▶ _Given exercise_: Continue the post below on cutting wedding costs, starting after its final sentence.

══ Article

Note: all photos are courtesy of With Love Photography
The BH and I were married this past August.   We were engaged for about a year and a half and spent a lot of time going back and forth with our parents about the arrangements.   One thing that was top of mind was keeping costs down as much as possible because we intended to pay for it ourselves.
As horrible as this may sound, the BH and I had absolutely no interest in a wedding (our initial plan was to go to City Hall).  I just didn’t want the inevitable stress that comes with wedding planning.  However, we wanted to honour our parents’ wishes to celebrate the event so here are some of things we did to lower costs:
Tips for Saving Money on Your Wedding Day
1.  We got married north of the city.  Toronto can be really expensive for weddings.  Granted, the glamour of some of the city’s venues is something that is not as easily replicated.  But being non-city people we were perfectly content being married at a greenhouse.  As part of the ceremony package, we also received an officiant who would read the vows and pronounce us married.  Look for packages whenever possible.
2.  Limit the guest list.  This is definitely not as easy as it sounds, but guests are the main cost driver and impact your food and beverage costs and invitation costs.  Sometimes, a large guest list can also lower the number of possible venues that are open to you.  I understand how tough this one can be because I went through it myself.  In the end we won out because I was super stressed and told everyone I couldn’t take anymore of the back and forth that was going on.
3.  We printed our own invitations.   The fancy paper place close to where I work charges a whopping $0.75 per 5×7″ card and another $0.55 for a matching 5×7″ envelope.  In the end, I ended up finding large plain index cards (a pack of 100 cost maybe $5.00) and printed the invitations on these using wedding invitation templates off of the Internet.  Then we went to Staples and bought a pack of 100 5×7″ envelopes for a fraction of the price.  Again, if paper quality is important to you, then don’t go this route.   Think of it this way: your guests are likely to throw the invitation out right after writing down the details.  We further lowered our costs by asking guests to RSVP over the phone or by email rather than sending us back an RSVP card with a prepaid envelope.

════
══ Stored data

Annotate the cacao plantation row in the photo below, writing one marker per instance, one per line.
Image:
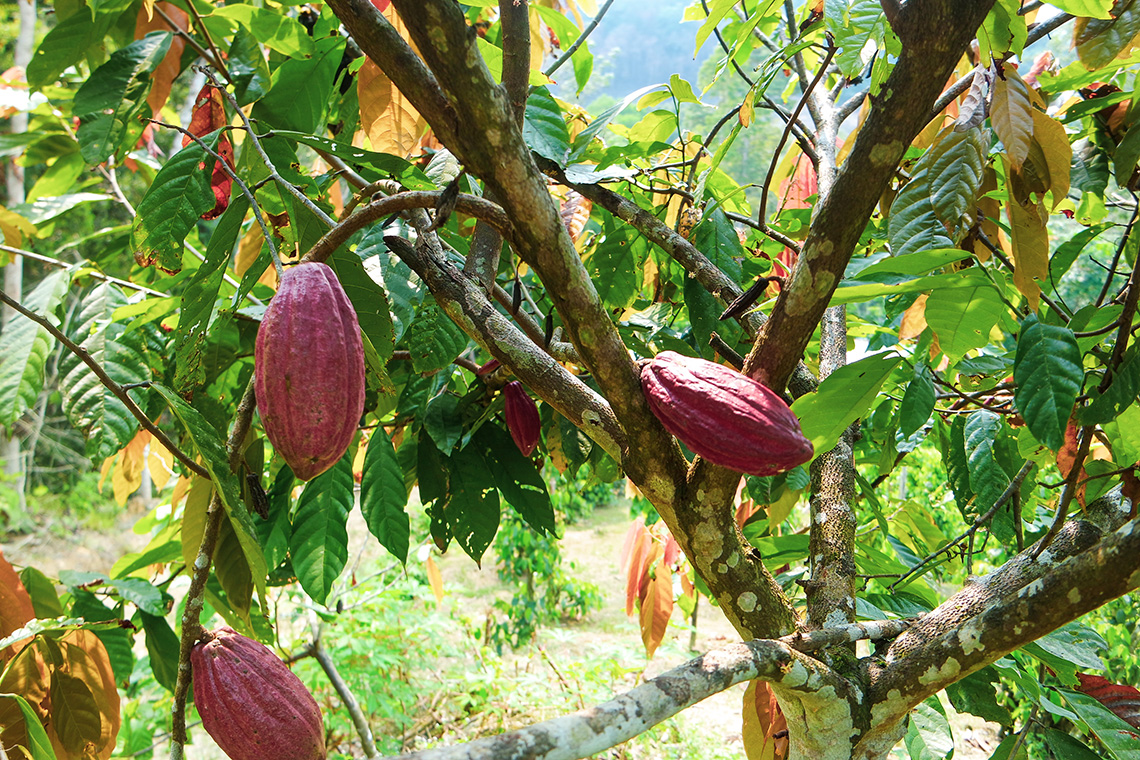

════

▶ _The reply_:
The caterer at the greenhouse let us bring in our own refreshments.  A great way to limit costs and it doesn’t hurt to ask.  A super talented friend of mine made these cupcakes as her gift to us!
4.  Negotiate.  All we wanted was the pictures on a DVD so we shopped around for a photographer who was willing to accommodate what we were looking for.   We also didn’t feel that we needed him for an entire 8 hour day so we negotiated his services for 6 hours instead (and saved a few hundred in the process).

The restaurant where we had our reception
5.  Consider hosting your Reception at a restaurant instead of a banquet hall.  Restaurants typically don’t charge a rental fee, so all you end up paying for the is the food, beverages and gratuity and service fees.  At first we considered serving food at the greenhouse, but found the catering fees and rental of glassware, plates and cutlery to be really adding up.  On top of that we would also have been charged rental fees for the venue and hourly fees for staff to serve the food and clean up.   In the end we found a beautiful restaurant nearby that was in an old Victorian style home that had its own private dining rooms.  While the set menu we served wasn’t cheap, we still saved a lot on initial set up fees.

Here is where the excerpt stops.